ASSIGNMENT A: Repeat the passage on gaze deviation analysis word for word, between "For simplicity, the" and "controllable eye movements.", inclusive.
ASSIGNMENT B: Go on with the passage on gaze deviation analysis, starting right after its last sentence.
───── READING TEXT ─────
Subjects were asked to repeat the experiment after 20 min to validate the stability of this method and to rule out potential learning effects. In addition, since the results were displayed on the screen immediately at the end of each test, a re-test was required once the results seemed unreliable due to the subject’s distraction during the test.
Statistical analysis
The horizontal and vertical deviations (°) in the two tests were calculated for each subject by the equations below.
$$Horizontal\ deviation=\frac{1}{k}\sum_{1\le j\le k} \frac{1}{\mathrm{n}}\sum_{1\le i\le n}\frac{\left(\Delta {\mathrm{X}}_{Left}+\Delta {\mathrm{X}}_{Right}\right)}{2}$$
$$Vertical\ deviation=\frac{1}{k}\sum_{1\le j\le k} \frac{1}{\mathrm{n}}\sum_{1\le i\le n}\frac{\left(\Delta {\mathrm{Y}}_{Left}+\Delta {\mathrm{Y}}_{Right}\right)}{2}$$
In the equations, the parameter n was the number of gaze positions extracted at each target location, and the parameter k was the number of predefined locations where the target would appear during the test. As described above, n and k were 5 and 9 in the sustained fixation test, and 10 and 8 in the visually guided saccade test, respectively. ΔX and ΔY represented the horizontal and vertical deviations of each gaze position extracted relative to the target location, with subscripts Left and Right representing the left and right eye. The mean horizontal and vertical deviations from all target locations in each test were finally calculated as the main outcome measures.
For simplicity, the horizontal and vertical deviation were abbreviated as Fix-X and Fix-Y in the sustained fixation test, and Sac-X and Sac-Y in the visually guided saccade test, respectively. Small fixation deviations in the tests indicated accurate and controllable eye movements.
───── DATA ─────
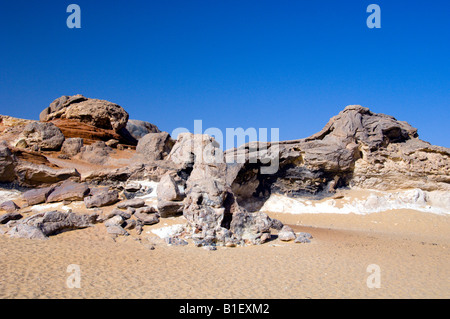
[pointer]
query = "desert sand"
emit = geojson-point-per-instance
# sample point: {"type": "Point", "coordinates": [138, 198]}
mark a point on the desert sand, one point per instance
{"type": "Point", "coordinates": [411, 248]}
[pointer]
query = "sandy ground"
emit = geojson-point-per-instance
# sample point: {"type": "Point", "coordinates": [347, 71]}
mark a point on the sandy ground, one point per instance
{"type": "Point", "coordinates": [411, 249]}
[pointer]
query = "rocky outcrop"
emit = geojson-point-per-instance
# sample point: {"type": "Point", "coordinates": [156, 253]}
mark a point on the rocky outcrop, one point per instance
{"type": "Point", "coordinates": [68, 191]}
{"type": "Point", "coordinates": [32, 175]}
{"type": "Point", "coordinates": [96, 153]}
{"type": "Point", "coordinates": [99, 113]}
{"type": "Point", "coordinates": [155, 146]}
{"type": "Point", "coordinates": [8, 164]}
{"type": "Point", "coordinates": [100, 197]}
{"type": "Point", "coordinates": [42, 225]}
{"type": "Point", "coordinates": [41, 136]}
{"type": "Point", "coordinates": [37, 196]}
{"type": "Point", "coordinates": [138, 129]}
{"type": "Point", "coordinates": [356, 148]}
{"type": "Point", "coordinates": [72, 146]}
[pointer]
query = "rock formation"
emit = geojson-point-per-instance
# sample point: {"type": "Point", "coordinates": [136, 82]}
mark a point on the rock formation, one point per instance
{"type": "Point", "coordinates": [86, 150]}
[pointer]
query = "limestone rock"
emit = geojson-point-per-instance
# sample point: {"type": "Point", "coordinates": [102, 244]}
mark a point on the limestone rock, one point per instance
{"type": "Point", "coordinates": [101, 197]}
{"type": "Point", "coordinates": [9, 206]}
{"type": "Point", "coordinates": [99, 113]}
{"type": "Point", "coordinates": [10, 216]}
{"type": "Point", "coordinates": [135, 203]}
{"type": "Point", "coordinates": [42, 225]}
{"type": "Point", "coordinates": [69, 191]}
{"type": "Point", "coordinates": [37, 196]}
{"type": "Point", "coordinates": [72, 146]}
{"type": "Point", "coordinates": [286, 234]}
{"type": "Point", "coordinates": [41, 136]}
{"type": "Point", "coordinates": [8, 163]}
{"type": "Point", "coordinates": [139, 129]}
{"type": "Point", "coordinates": [31, 175]}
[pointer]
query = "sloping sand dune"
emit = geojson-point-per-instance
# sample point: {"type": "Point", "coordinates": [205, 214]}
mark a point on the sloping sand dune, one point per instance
{"type": "Point", "coordinates": [411, 248]}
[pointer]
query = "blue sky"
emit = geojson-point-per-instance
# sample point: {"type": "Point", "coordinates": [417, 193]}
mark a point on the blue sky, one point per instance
{"type": "Point", "coordinates": [264, 64]}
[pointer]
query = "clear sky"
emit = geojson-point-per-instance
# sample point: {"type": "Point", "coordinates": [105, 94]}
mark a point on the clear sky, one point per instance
{"type": "Point", "coordinates": [249, 63]}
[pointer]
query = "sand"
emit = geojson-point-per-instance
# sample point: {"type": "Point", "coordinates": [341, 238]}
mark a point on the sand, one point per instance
{"type": "Point", "coordinates": [411, 249]}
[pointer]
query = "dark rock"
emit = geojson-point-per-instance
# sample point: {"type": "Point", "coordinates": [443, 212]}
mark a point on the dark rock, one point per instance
{"type": "Point", "coordinates": [44, 136]}
{"type": "Point", "coordinates": [175, 241]}
{"type": "Point", "coordinates": [70, 191]}
{"type": "Point", "coordinates": [99, 113]}
{"type": "Point", "coordinates": [9, 216]}
{"type": "Point", "coordinates": [170, 208]}
{"type": "Point", "coordinates": [8, 163]}
{"type": "Point", "coordinates": [42, 225]}
{"type": "Point", "coordinates": [102, 197]}
{"type": "Point", "coordinates": [286, 234]}
{"type": "Point", "coordinates": [146, 219]}
{"type": "Point", "coordinates": [72, 146]}
{"type": "Point", "coordinates": [34, 175]}
{"type": "Point", "coordinates": [155, 146]}
{"type": "Point", "coordinates": [9, 206]}
{"type": "Point", "coordinates": [135, 203]}
{"type": "Point", "coordinates": [138, 129]}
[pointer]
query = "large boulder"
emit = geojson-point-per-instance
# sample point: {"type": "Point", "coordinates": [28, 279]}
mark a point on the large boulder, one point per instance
{"type": "Point", "coordinates": [355, 148]}
{"type": "Point", "coordinates": [155, 146]}
{"type": "Point", "coordinates": [139, 129]}
{"type": "Point", "coordinates": [37, 196]}
{"type": "Point", "coordinates": [41, 136]}
{"type": "Point", "coordinates": [70, 191]}
{"type": "Point", "coordinates": [72, 146]}
{"type": "Point", "coordinates": [99, 113]}
{"type": "Point", "coordinates": [8, 163]}
{"type": "Point", "coordinates": [42, 225]}
{"type": "Point", "coordinates": [96, 153]}
{"type": "Point", "coordinates": [168, 190]}
{"type": "Point", "coordinates": [100, 197]}
{"type": "Point", "coordinates": [32, 175]}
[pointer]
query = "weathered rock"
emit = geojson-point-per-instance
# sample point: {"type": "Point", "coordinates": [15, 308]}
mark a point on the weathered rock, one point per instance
{"type": "Point", "coordinates": [117, 212]}
{"type": "Point", "coordinates": [117, 231]}
{"type": "Point", "coordinates": [168, 209]}
{"type": "Point", "coordinates": [286, 234]}
{"type": "Point", "coordinates": [101, 197]}
{"type": "Point", "coordinates": [70, 191]}
{"type": "Point", "coordinates": [146, 210]}
{"type": "Point", "coordinates": [135, 203]}
{"type": "Point", "coordinates": [32, 175]}
{"type": "Point", "coordinates": [139, 129]}
{"type": "Point", "coordinates": [190, 148]}
{"type": "Point", "coordinates": [132, 187]}
{"type": "Point", "coordinates": [72, 146]}
{"type": "Point", "coordinates": [252, 228]}
{"type": "Point", "coordinates": [37, 196]}
{"type": "Point", "coordinates": [114, 221]}
{"type": "Point", "coordinates": [167, 189]}
{"type": "Point", "coordinates": [8, 163]}
{"type": "Point", "coordinates": [99, 113]}
{"type": "Point", "coordinates": [42, 225]}
{"type": "Point", "coordinates": [41, 136]}
{"type": "Point", "coordinates": [9, 216]}
{"type": "Point", "coordinates": [356, 148]}
{"type": "Point", "coordinates": [147, 219]}
{"type": "Point", "coordinates": [155, 146]}
{"type": "Point", "coordinates": [175, 241]}
{"type": "Point", "coordinates": [276, 224]}
{"type": "Point", "coordinates": [96, 153]}
{"type": "Point", "coordinates": [9, 206]}
{"type": "Point", "coordinates": [112, 143]}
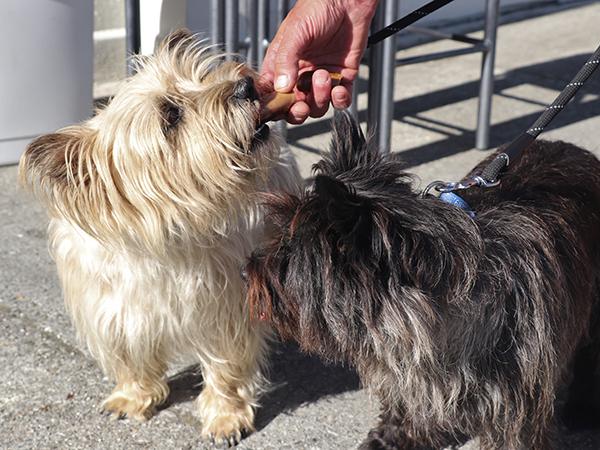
─────
ANSWER SECTION A:
For simplicity, the horizontal and vertical deviation were abbreviated as Fix-X and Fix-Y in the sustained fixation test, and Sac-X and Sac-Y in the visually guided saccade test, respectively. Small fixation deviations in the tests indicated accurate and controllable eye movements.

ANSWER SECTION B:
Normally distributed continuous data were presented as means with standard deviations (SD). Abnormally distributed continuous data were presented as median (25th percentile [P25], 75th percentile [P75]). Categorical variables were described as frequency counts and proportions (%). Group characteristics were compared using one-way analysis of variance (ANOVA) for normal-distributed continuous variables, nonparametric Kruskal–Wallis test for abnormal-distributed continuous variables, and Pearson’s χ2 test or Fisher’s exact test for categorical variables.
Since deviations were distributed right-skewed, Kruskal–Wallis test was used to compare the four deviations across the three groups, and pairwise comparisons were performed using Dunn test with the Bonferroni correction for multiple comparisons. Wilcoxon signed-rank test was used to compare repeated measures of deviations. Scheirer-Ray-Hare test, the non-parametric equivalent of ANOVA, was used to detect the interaction between subject groups and other clinical characteristics (age, refractive status, and anisometropia). Spearman’s rank correlation and Mann–Whitney U test was used for associations between clinical characteristics and deviations in the amblyopia group. P values less than 0.05 (two-sided) were considered statistically significant. Analyses were performed using the open-source statistical software R version 4.1.3 (R Foundation).